LISTED ENTRIES:
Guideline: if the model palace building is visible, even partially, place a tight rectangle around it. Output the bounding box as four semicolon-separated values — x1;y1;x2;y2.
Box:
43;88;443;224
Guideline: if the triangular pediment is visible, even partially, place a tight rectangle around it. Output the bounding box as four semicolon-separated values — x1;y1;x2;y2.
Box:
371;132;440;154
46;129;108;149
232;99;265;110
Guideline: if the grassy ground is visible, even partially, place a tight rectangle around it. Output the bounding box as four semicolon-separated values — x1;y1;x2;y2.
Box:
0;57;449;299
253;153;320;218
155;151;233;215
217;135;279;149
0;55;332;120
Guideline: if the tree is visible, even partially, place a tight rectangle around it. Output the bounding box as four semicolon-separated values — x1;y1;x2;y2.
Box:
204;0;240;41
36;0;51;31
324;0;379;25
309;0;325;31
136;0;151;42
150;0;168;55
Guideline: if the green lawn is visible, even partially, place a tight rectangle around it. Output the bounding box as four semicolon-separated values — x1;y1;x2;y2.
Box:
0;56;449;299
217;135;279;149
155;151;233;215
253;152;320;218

THE TASK:
Each record should be transcribed exactly as it was written.

WRITTEN ANSWER:
Guideline: if the model palace building is visible, even partially, place a tight rectangle around it. Output the bounding box as four semicolon-separated values — x1;y1;x2;y2.
Box:
43;88;443;224
Guideline: if the triangular pediment is visible, even partially, place a tight rectangle around it. Output the bounding box as four semicolon-separated values — x1;y1;x2;y2.
Box:
371;132;440;154
46;129;108;149
232;99;265;110
Guideline: if the grassy ground is visible, even partially, place a tight rectangle around it. Output the bounding box as four semicolon-separated values — x1;y1;x2;y2.
Box:
0;57;449;299
253;153;320;218
155;151;233;215
217;135;279;149
0;55;332;120
Guideline: if the tree is visible, even partially, place a tight rectangle around it. Output the bounding box as four semicolon-separated values — x1;y1;x2;y2.
Box:
204;0;240;41
36;0;51;31
324;0;379;25
309;0;325;31
136;0;151;42
150;0;168;55
Guideline: if the green lawn is visible, even partially, place a tight rectangle around it. Output the bounding box as four semicolon-separated values — x1;y1;x2;y2.
Box:
0;56;449;299
217;135;279;149
155;151;233;215
253;152;320;218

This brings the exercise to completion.